Reproduce the stretch from the start of the entries below through the line containing "[(58, 110)]", keeping all of the text in each entry. Multiply every coordinate in the answers by 0.35 and round to the nearest whole number, with halves rounded up. Leave all other numbers unchanged, and do not include the pictures.

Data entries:
┌──

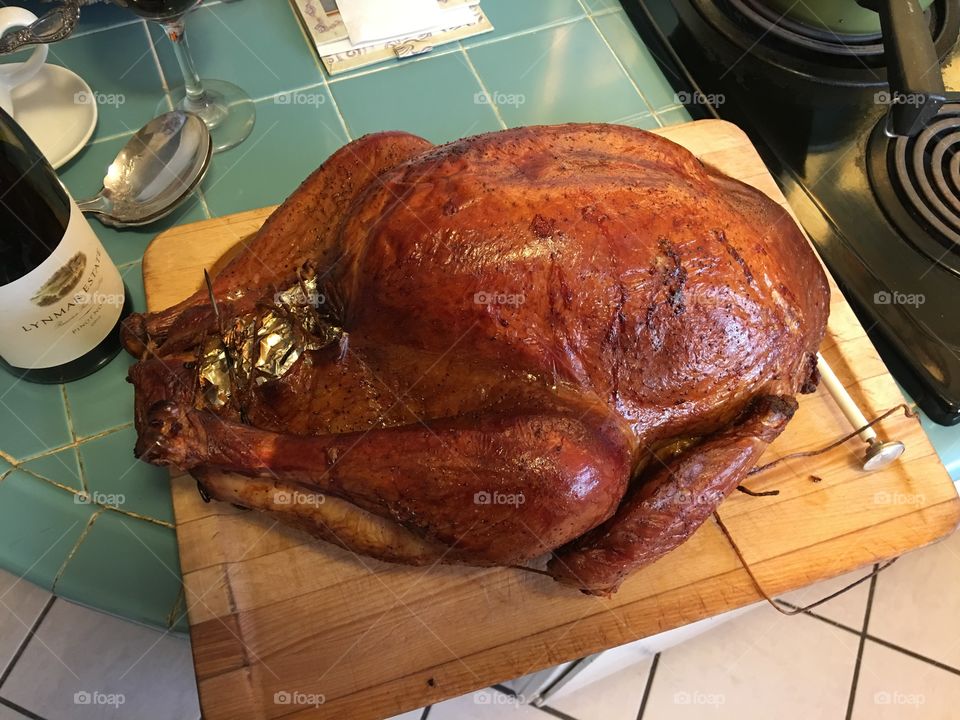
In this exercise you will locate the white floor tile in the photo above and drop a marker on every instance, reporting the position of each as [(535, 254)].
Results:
[(761, 665), (893, 686), (848, 608), (84, 664), (20, 604), (484, 705), (8, 714), (411, 715), (915, 603), (614, 696)]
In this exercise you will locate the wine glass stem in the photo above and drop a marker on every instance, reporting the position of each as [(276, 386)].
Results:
[(191, 80)]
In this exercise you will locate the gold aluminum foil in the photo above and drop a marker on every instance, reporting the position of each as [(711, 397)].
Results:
[(263, 345)]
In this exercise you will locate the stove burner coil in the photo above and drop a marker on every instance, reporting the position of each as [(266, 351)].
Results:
[(917, 181)]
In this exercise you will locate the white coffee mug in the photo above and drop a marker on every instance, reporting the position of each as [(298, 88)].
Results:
[(14, 74)]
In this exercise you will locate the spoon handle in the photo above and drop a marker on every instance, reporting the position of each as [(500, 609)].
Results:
[(96, 204)]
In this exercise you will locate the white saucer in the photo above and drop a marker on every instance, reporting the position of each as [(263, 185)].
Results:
[(58, 110)]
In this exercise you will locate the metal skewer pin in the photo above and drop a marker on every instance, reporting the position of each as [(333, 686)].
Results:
[(879, 454)]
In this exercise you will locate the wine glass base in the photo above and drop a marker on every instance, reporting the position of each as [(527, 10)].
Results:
[(226, 109)]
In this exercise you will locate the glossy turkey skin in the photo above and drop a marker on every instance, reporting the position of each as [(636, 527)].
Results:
[(527, 313)]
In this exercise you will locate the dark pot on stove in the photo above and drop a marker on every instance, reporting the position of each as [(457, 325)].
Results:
[(843, 17)]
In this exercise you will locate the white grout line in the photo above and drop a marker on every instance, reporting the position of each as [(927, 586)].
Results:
[(336, 109), (650, 107), (490, 98), (380, 67)]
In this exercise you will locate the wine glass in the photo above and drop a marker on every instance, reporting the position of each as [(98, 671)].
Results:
[(226, 109)]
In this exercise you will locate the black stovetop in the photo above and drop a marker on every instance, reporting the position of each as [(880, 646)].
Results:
[(812, 115)]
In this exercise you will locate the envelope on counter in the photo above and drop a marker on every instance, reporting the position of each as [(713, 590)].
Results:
[(326, 28)]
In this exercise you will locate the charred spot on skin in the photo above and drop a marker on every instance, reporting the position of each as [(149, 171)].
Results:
[(735, 254), (812, 379), (674, 276), (542, 227)]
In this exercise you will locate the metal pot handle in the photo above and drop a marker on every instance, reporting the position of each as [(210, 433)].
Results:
[(913, 68)]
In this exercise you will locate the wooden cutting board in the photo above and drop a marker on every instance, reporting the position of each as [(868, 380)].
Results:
[(276, 616)]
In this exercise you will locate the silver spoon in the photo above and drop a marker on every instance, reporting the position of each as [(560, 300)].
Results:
[(156, 171), (53, 26)]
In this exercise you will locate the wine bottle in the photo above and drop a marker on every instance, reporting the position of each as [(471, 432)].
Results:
[(61, 297)]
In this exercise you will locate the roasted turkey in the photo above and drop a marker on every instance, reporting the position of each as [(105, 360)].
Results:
[(570, 341)]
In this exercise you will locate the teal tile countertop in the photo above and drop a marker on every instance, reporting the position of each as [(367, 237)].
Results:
[(78, 514)]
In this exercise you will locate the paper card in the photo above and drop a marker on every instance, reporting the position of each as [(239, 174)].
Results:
[(376, 20), (341, 62)]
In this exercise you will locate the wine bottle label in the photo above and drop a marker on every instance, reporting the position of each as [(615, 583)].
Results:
[(65, 306)]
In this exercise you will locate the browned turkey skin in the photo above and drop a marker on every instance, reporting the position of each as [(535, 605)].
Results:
[(513, 331)]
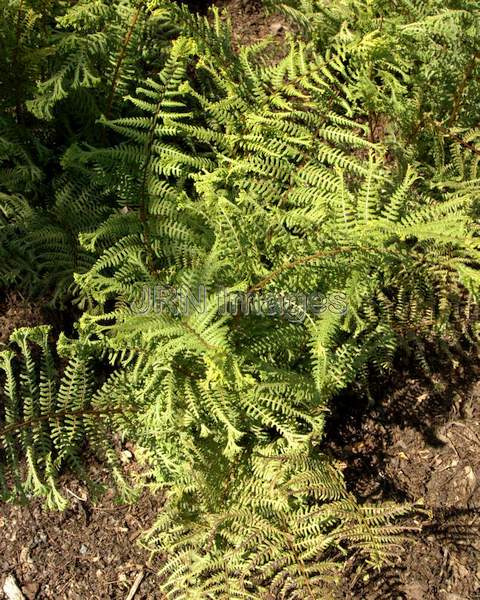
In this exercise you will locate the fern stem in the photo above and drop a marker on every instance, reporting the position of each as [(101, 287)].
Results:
[(458, 98), (19, 78), (300, 261), (29, 423), (121, 58)]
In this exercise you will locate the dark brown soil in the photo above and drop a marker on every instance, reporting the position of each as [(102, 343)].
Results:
[(88, 552), (16, 312), (420, 444)]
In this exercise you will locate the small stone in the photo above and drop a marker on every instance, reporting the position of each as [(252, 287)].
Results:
[(31, 590), (11, 589)]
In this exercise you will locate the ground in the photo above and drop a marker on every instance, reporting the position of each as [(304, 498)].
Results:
[(420, 442)]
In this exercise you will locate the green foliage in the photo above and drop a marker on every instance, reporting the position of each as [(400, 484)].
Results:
[(142, 152)]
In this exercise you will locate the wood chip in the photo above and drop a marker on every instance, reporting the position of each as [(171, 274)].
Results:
[(11, 589), (136, 585)]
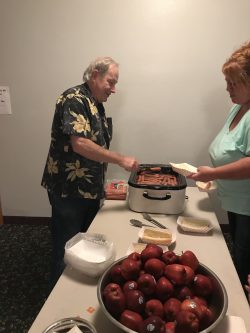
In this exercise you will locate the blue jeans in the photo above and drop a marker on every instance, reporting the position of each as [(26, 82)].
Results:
[(240, 233), (69, 216)]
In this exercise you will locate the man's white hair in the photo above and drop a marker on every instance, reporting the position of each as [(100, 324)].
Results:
[(100, 64)]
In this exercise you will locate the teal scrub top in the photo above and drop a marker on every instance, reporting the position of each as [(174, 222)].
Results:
[(227, 147)]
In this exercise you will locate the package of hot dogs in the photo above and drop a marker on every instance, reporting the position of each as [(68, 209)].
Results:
[(116, 189)]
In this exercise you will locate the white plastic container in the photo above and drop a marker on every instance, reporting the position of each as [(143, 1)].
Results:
[(89, 253)]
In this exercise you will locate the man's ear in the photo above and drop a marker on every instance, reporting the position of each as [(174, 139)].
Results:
[(95, 73)]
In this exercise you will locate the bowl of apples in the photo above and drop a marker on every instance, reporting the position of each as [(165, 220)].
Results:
[(160, 291)]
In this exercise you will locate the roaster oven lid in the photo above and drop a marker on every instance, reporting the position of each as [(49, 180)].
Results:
[(162, 169)]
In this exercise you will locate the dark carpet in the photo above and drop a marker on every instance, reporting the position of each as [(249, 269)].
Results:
[(24, 274)]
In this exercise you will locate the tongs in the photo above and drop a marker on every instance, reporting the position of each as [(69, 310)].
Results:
[(150, 219)]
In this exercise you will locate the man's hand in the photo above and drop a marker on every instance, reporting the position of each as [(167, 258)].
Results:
[(129, 163)]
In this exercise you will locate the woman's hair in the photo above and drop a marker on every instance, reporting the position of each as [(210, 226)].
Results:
[(100, 64), (237, 67)]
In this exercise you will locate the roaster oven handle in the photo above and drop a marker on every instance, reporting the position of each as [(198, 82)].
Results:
[(145, 194)]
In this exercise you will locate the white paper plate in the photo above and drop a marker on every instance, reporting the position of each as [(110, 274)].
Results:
[(206, 187), (155, 240), (193, 224), (184, 169), (138, 247)]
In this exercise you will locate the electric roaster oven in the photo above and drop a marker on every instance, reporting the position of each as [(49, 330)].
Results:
[(156, 189)]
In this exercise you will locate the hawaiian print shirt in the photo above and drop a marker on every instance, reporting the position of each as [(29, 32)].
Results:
[(67, 173)]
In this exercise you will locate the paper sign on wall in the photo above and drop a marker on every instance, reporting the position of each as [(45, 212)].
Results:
[(5, 106)]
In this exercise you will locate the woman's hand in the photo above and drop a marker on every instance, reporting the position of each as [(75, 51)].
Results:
[(203, 174)]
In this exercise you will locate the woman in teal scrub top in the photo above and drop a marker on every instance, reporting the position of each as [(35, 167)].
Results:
[(230, 157)]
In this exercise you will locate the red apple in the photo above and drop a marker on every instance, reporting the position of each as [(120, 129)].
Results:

└──

◆ **Exercise solution**
In this exercise you will locate the white floor tile in the photo above and drop a marker on every instance, reporting the position of each as [(535, 254)].
Results:
[(266, 233), (313, 240), (297, 213), (29, 232), (7, 211), (169, 247), (3, 250), (144, 250), (320, 211), (215, 244)]
In this exercise you will locate the wine glass stem in the photo above and drop a marker on every instance, reporting the position of each as [(276, 386)].
Results:
[(67, 28)]
In this exercise you will locate the gold aluminum foil in the photo above and drop a marker on every instance, reporting the position of each as [(711, 397)].
Results:
[(92, 121)]
In this exercise you will locate the stove burner coil in the photo above and drop a marker on every instance, reporting the position of each as [(266, 351)].
Results:
[(321, 63)]
In this exercise you will locate the white coffee mug in the photo above and drop a marker on every instance, reporting the position of each as [(298, 88)].
Results:
[(5, 26)]
In this exercise you will locate the spoon handle in the photo above and drop a marker on every instance, reporting the position of each as [(500, 609)].
Results:
[(34, 71)]
In this exercise you will locate the white saucer in the photo above and drop a marker on every instance, reporting the position of each as [(263, 185)].
Results:
[(20, 39)]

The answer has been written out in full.